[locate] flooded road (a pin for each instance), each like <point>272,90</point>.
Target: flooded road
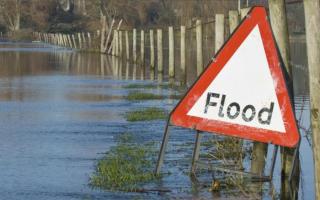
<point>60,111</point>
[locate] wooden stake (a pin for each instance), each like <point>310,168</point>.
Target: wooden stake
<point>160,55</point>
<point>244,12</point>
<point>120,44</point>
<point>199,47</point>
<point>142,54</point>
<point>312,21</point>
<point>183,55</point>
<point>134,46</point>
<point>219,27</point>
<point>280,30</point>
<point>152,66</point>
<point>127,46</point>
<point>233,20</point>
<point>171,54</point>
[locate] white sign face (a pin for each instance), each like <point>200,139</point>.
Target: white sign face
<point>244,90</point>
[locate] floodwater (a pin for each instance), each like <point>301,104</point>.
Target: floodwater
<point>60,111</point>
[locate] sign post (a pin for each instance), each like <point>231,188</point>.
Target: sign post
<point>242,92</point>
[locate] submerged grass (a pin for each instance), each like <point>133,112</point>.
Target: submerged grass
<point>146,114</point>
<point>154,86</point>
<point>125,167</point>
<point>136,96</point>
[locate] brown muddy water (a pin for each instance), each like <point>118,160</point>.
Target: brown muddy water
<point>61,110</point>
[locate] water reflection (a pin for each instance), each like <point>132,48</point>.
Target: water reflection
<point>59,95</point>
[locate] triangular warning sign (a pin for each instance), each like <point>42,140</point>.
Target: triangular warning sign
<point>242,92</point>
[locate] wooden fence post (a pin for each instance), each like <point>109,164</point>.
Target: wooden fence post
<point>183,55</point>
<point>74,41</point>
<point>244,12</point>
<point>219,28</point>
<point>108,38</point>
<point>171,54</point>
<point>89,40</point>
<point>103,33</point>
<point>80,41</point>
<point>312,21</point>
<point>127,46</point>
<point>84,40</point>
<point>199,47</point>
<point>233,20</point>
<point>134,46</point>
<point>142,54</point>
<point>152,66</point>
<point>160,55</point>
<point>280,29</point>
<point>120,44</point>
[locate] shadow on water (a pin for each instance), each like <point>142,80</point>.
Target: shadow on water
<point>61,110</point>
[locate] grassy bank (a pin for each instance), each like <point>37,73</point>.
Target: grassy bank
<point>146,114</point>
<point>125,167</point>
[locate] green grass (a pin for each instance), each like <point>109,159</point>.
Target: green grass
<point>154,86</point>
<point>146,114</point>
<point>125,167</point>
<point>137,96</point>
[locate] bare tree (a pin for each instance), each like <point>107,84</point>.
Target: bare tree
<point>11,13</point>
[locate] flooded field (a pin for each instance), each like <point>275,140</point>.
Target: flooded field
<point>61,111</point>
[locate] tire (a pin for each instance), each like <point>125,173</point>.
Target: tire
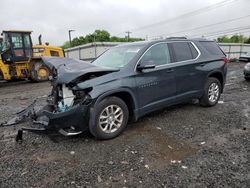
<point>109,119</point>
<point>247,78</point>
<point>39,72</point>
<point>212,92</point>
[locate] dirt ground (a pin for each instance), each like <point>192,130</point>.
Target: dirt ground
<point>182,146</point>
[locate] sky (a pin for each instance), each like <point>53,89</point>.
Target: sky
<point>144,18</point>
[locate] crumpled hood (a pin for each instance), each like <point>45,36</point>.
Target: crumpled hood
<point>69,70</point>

--

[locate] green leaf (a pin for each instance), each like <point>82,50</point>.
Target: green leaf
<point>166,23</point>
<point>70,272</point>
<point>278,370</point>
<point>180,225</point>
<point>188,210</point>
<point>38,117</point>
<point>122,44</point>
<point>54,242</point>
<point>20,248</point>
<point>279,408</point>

--

Set out the lines of the entries above as a numbered list, starting at the line that contains "[locate] crumpled hood" and ending at the line that contains "<point>69,70</point>", and leave out any blank lines.

> REPLY
1. [locate] crumpled hood (a pin for each instance), each like <point>45,36</point>.
2. Target: crumpled hood
3. <point>69,70</point>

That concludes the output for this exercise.